◆ Supplied passage
The Osun-Osogbo festival, without a doubt, is more than just sacrifices performed to celebrate the Osun River goddess. Not anymore, at least. There are several activities planned around the festival, as tourists and visitors all come to witness, interact and partake in the two-week long celebration. However, there is a sequence of rituals that kick off the celebrations and they are:
1. The Iwopopo Ritual: This is a ritual done to cleanse the city from evil. It is done first before the festival starts properly.
2. The Ina Olujumerindinlogun Ritual: This is the traditional ritual that involves the lighting of a 16-point lamp which is believed to be 600 years old. This ritual is carried out three days after the Iwopopo ritual is done.
3. The Iboriade Ritual: The Iboriade ritual is when all the crowns of the past kings - Ataojas - are assembled for blessings by the sitting Ataoja of Osogbo, the Arugba, the Yeye Osun, and a committee of priestesses.

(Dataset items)
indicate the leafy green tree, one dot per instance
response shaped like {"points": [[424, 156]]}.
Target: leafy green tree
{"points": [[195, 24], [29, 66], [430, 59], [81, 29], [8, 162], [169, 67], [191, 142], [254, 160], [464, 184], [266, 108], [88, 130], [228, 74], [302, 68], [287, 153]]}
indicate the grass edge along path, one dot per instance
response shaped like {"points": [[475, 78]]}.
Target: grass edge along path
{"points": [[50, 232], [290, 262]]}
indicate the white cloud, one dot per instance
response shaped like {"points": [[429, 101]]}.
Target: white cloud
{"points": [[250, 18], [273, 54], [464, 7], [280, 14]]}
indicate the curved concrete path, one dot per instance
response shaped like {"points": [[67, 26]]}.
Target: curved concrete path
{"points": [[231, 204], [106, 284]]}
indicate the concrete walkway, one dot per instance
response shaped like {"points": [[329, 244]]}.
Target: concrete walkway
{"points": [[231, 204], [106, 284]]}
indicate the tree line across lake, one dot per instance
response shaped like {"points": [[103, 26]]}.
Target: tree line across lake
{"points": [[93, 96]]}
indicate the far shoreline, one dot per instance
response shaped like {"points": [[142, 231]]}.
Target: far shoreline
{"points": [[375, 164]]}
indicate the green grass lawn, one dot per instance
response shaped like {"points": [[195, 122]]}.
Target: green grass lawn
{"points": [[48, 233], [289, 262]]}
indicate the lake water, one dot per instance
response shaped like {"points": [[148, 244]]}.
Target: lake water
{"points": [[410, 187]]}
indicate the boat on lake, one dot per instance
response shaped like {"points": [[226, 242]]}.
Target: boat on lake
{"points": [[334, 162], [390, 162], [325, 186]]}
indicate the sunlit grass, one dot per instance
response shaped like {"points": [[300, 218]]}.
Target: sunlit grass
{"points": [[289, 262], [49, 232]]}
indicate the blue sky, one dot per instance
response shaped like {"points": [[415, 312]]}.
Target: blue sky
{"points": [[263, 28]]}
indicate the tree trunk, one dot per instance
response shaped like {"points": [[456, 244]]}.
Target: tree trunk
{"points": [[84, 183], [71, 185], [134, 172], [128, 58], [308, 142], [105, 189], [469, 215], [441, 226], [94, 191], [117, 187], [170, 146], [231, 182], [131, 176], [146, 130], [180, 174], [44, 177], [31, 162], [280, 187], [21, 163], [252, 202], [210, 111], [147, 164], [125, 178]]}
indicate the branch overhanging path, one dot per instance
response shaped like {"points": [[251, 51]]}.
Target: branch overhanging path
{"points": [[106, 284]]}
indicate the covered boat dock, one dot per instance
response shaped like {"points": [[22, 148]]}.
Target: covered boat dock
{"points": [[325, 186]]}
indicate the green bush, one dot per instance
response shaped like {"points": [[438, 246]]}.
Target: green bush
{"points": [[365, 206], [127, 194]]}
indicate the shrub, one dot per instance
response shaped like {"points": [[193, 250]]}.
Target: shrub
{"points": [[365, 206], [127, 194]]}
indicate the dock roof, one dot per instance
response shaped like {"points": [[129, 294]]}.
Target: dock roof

◆ Parts of the exercise
**A.** Extract the Osun-Osogbo festival passage word for word from "2. The Ina Olujumerindinlogun" to "committee of priestesses.".
**B.** Continue the passage on the Osun-Osogbo festival rituals, starting right after its last sentence.
These rows have no connection to the Osun-Osogbo festival passage.

◆ The responses
**A.**
2. The Ina Olujumerindinlogun Ritual: This is the traditional ritual that involves the lighting of a 16-point lamp which is believed to be 600 years old. This ritual is carried out three days after the Iwopopo ritual is done.
3. The Iboriade Ritual: The Iboriade ritual is when all the crowns of the past kings - Ataojas - are assembled for blessings by the sitting Ataoja of Osogbo, the Arugba, the Yeye Osun, and a committee of priestesses.

**B.**
4. The Arugba Ritual: This is one of the major highlights of the festival. A calabash containing the sacrifice materials that would be used to appease and worship the goddess is carried across town by a votary virgin, on her head. As she leads the procession to the river, the people, seeing her as a representative of the goddess, cast their problems on her and say prayers.
Beyond the traditional rites enumerated above, the Osun-Osogbo festival has a lot of other side attractions and activities that make the event a wholesome experience for even first time visitors and tourists. There are trade fairs, games and other fun activities planned out that make it an exciting two weeks of celebration.